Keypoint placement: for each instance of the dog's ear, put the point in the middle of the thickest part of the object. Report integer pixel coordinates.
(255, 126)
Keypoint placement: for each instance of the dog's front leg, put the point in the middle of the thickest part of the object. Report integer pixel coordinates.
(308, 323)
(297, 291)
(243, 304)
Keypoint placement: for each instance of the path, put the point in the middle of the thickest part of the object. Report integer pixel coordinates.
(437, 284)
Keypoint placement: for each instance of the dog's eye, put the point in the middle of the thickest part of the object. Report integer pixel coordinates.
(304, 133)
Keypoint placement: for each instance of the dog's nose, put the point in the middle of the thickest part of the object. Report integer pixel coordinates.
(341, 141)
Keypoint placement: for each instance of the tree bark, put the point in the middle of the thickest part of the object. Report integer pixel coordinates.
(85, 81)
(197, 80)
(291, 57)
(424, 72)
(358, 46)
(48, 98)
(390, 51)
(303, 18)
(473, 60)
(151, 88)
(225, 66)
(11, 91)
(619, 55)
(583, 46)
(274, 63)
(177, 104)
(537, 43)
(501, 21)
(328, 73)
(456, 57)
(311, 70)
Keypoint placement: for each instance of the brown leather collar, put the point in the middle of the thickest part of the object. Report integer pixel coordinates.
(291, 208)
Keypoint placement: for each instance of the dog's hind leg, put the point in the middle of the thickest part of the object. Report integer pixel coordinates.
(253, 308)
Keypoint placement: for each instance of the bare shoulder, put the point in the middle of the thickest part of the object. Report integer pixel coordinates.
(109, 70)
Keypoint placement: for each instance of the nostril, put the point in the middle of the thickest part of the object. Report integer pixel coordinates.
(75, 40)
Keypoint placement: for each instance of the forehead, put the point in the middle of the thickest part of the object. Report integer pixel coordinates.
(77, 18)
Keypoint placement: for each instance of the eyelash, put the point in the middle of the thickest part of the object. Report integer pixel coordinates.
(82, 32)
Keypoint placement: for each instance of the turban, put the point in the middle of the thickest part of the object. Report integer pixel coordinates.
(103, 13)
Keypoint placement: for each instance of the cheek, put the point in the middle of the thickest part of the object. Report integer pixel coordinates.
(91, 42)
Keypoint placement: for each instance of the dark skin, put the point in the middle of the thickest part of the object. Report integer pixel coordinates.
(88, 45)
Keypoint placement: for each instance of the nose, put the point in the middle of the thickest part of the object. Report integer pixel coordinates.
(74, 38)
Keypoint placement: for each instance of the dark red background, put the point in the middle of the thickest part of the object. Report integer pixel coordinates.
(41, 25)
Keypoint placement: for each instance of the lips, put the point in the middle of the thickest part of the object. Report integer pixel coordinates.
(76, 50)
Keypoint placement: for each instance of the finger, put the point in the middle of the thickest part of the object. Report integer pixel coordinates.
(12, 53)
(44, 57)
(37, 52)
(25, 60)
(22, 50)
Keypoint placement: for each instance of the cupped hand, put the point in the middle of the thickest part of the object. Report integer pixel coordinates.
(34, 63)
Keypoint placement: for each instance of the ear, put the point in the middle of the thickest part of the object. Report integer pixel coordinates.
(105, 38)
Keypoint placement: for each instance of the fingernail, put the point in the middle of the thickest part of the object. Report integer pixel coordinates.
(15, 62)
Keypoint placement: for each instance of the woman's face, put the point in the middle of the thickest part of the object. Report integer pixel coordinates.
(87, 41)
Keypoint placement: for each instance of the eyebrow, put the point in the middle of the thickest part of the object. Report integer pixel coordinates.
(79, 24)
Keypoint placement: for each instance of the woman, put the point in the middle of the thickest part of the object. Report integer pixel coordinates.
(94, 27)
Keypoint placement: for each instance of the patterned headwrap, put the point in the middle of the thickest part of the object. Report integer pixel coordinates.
· · · ·
▶ Task prompt: Copy each record from above exactly, and include every line.

▶ Answer to the problem:
Keypoint placement: for each instance of the dog's ear, put the point in the middle of the thickest part of the object. Report integer pixel coordinates.
(255, 126)
Keypoint placement: for each instance of the dog's front leg, put the point in the middle of the thickest part of the object. Report integer pixel coordinates.
(308, 323)
(297, 291)
(243, 304)
Keypoint placement: for each instance of the path, put the point in the middle of the thickest part of the object. Report integer pixel coordinates.
(437, 284)
Keypoint placement: for each instance of the dog's eye, put the point in the middle of the thickest part of the object. Report integer pixel coordinates.
(304, 133)
Keypoint placement: for each instance of the dog's nose, put the point in the middle of the thickest part of the object. Report integer pixel coordinates.
(341, 141)
Keypoint placement: for each instance of the tree bark, put the point in the middle of the thickest part of the object. Report integer pixel coordinates.
(85, 81)
(197, 80)
(291, 57)
(424, 72)
(358, 46)
(48, 98)
(390, 51)
(303, 18)
(473, 60)
(151, 88)
(225, 66)
(11, 91)
(619, 55)
(583, 46)
(274, 63)
(177, 104)
(537, 43)
(501, 21)
(328, 73)
(456, 57)
(311, 70)
Keypoint placement: for each instance of the brown leather collar, put the point in the middle of the thickest part of the object. Report integer pixel coordinates.
(291, 208)
Keypoint placement: for each instance of the dog's hind leg, put the point in the middle of the thickest part of the object. Report integer pixel coordinates.
(253, 308)
Keypoint placement: for each instance of the bare shoulder, put the point in the middle of the thickest part of the object. Report integer pixel coordinates.
(109, 70)
Keypoint placement: for each instance of the nostril, put the point in the middle of the thickest part of the object. Report integer pixel coordinates.
(75, 40)
Keypoint placement: for each instance of the forehead, put the point in the middle of the thickest part of the object. Report integer pixel coordinates.
(77, 18)
Keypoint placement: for each instance of the eyelash, put the point in the middle of the thickest part of the object. Report integer pixel coordinates.
(82, 32)
Keypoint placement: for each instance of the turban, put the point in the middle of the thickest part of the object. Report integer pixel coordinates.
(103, 13)
Keypoint placement: for each instance of the cheek, put the point in the middle of the thickest part of the object. Report integer pixel coordinates.
(91, 42)
Keypoint placement: for each instance of the dark skin, put the point in the middle of the thickest part of the object. Report integer pixel coordinates.
(88, 45)
Keypoint placement: for each instance of the nose, put the point in the middle of the thickest part of the object. Report integer pixel coordinates.
(74, 38)
Keypoint placement: for each instance of the dark red background, put the point in the middle of the thickest part of the object. Report integer pixel coordinates.
(41, 25)
Keypoint placement: for each instance of the lips, put the point in the middle of the thickest part of the object. Report integer pixel coordinates.
(76, 50)
Keypoint placement: for each instance of the finger, put the point in the middle of the thickest part of the object. Report integer pixel coordinates.
(12, 53)
(44, 57)
(37, 52)
(25, 60)
(22, 50)
Keypoint placement: for each instance of the cupped hand, put the point in the middle of the thickest part of the object. Report integer pixel coordinates.
(34, 63)
Keypoint placement: for each instance of the ear, put the point in the middle of the thickest part of the object. Report integer pixel coordinates.
(105, 38)
Keypoint placement: for each instance of the fingernail, put the point in the middle of the thickest part of the object. Report integer pixel coordinates.
(15, 62)
Keypoint placement: for each instance of the woman's face, put the point in the middle of the thickest part of the object. Report integer pixel coordinates.
(87, 41)
Keypoint placement: for each instance of the eyebrow, put the point in the middle of the thickest part of the object. Report integer pixel coordinates.
(79, 24)
Keypoint placement: for each instance of the woman, put the point in the middle of the thickest part of the object. Report integer pixel coordinates.
(94, 27)
Keypoint placement: for each instance of the patterned headwrap, put the point in the middle of the thickest part of the object. Report integer pixel coordinates.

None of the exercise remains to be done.